» **Challenge**: Rescale the part of the entries that opens with the line containing "Reviewer note: every instance of the green" and runs through the end of the entries, both ends included. Write out every line of that part again, including the lines without coordinates, and multiply each answer coordinate by 2.25, rounding to whole numbers with halves rounded up.

» **Excerpted records**:
########

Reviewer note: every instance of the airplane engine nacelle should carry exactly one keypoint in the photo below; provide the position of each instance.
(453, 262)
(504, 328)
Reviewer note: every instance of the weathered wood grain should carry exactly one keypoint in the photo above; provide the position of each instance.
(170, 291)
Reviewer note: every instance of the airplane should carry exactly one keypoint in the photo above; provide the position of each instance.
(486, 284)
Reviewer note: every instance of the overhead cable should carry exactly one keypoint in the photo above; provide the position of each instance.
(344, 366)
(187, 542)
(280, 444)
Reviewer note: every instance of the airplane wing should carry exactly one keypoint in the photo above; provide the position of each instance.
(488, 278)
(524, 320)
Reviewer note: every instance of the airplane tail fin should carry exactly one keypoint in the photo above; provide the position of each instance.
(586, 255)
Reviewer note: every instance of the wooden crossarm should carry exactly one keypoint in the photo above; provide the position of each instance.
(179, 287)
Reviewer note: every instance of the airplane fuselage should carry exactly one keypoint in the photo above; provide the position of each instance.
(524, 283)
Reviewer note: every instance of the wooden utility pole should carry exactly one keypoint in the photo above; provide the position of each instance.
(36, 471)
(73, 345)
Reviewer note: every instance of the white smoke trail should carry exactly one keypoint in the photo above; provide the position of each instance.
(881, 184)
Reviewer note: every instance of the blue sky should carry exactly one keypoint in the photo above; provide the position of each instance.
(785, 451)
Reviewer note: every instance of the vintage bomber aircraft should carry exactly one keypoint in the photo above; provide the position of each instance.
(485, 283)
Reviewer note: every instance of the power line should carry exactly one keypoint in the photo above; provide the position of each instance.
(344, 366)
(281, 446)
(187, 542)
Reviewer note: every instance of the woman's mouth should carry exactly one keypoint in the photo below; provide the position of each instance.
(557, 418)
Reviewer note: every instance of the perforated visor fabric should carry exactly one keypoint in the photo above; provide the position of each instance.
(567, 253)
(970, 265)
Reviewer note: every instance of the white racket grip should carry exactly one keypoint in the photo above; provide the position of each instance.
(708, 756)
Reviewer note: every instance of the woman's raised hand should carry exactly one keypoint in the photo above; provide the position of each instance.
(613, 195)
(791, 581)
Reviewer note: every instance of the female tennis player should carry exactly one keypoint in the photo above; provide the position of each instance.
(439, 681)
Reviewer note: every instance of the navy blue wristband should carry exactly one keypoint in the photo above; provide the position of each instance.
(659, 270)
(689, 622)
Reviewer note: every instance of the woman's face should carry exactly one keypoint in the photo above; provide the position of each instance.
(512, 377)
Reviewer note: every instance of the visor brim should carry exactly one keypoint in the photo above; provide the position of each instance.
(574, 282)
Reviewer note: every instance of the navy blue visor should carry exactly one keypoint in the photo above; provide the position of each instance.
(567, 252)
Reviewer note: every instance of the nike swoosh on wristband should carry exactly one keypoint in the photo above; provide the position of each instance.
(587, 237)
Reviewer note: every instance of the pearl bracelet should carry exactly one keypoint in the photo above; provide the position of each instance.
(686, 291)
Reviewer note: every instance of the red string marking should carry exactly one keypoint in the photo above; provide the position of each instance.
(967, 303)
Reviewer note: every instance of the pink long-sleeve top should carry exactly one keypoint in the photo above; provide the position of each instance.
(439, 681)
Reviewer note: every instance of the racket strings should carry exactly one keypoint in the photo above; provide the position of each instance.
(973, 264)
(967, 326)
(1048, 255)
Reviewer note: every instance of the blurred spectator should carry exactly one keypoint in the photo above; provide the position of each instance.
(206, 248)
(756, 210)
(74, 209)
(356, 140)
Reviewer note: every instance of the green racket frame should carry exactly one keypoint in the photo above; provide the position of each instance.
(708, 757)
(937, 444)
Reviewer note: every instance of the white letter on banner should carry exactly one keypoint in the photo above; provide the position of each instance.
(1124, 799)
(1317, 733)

########

» **Complete response**:
Reviewer note: every instance of the green racket frame should carry exactly one keypoint in the photo above; provide the position of each instance.
(1593, 1703)
(2108, 999)
Reviewer note: every instance of the white letter on banner should carry exactly one keypoint in the photo above; provide the position of each instance.
(2529, 1798)
(2963, 1649)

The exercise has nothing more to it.